There were many pitfalls for me. Going to school, I had the advantage of knowing how to read but had zero knowledge of the religion. Of course one of the subjects was religion. I was saved by a book, which the priest gave to every student, it was called the catechism and contained questions and answers for us to study. It took me no time to swallow that book, which saved me from being caught with wrong answers. I eventually received Communion and managed not to make any fatal mistakes! Of course I understood that this was role-playing, and I hoped not to offend the Catholic religion by pretending to belong, but I did so want to live and being Jewish was a death sentence, so I couldn’t afford not to continue in my role as a Catholic.

INFORMATION PROVIDED.

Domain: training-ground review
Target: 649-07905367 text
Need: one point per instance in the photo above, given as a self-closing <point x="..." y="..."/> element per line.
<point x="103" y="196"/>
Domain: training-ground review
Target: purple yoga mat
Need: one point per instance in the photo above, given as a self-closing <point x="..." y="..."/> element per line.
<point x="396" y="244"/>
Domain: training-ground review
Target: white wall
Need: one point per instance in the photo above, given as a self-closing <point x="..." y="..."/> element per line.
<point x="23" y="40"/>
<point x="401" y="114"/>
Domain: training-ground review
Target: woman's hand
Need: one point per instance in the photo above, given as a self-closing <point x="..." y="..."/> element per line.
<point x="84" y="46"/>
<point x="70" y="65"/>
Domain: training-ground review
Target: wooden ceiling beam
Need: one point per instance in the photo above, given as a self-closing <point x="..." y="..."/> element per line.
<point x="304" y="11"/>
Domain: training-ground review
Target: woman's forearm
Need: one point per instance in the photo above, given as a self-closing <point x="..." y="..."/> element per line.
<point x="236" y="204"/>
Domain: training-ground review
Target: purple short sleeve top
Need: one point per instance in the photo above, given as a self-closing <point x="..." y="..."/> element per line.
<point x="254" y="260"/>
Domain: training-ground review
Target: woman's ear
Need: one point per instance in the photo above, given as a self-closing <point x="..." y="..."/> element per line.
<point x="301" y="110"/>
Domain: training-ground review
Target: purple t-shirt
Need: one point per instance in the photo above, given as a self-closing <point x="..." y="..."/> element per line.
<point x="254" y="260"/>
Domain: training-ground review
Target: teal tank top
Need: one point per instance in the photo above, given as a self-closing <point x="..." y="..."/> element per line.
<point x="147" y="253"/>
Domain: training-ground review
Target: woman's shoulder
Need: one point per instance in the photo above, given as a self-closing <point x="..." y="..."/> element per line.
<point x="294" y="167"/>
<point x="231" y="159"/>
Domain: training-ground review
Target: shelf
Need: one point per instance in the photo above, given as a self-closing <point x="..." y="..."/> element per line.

DIRECTIONS.
• 1. From the memoir passage, repeat word for word the part that opens with the words containing "There were many" and closes with "as a Catholic.".
• 2. In the memoir passage, what was the book called that the priest gave to every student?
The entries have nothing to do with the work here.

RESPONSES BY TASK.
• 1.
There were many pitfalls for me. Going to school, I had the advantage of knowing how to read but had zero knowledge of the religion. Of course one of the subjects was religion. I was saved by a book, which the priest gave to every student, it was called the catechism and contained questions and answers for us to study. It took me no time to swallow that book, which saved me from being caught with wrong answers. I eventually received Communion and managed not to make any fatal mistakes! Of course I understood that this was role-playing, and I hoped not to offend the Catholic religion by pretending to belong, but I did so want to live and being Jewish was a death sentence, so I couldn’t afford not to continue in my role as a Catholic.

• 2. The catechism.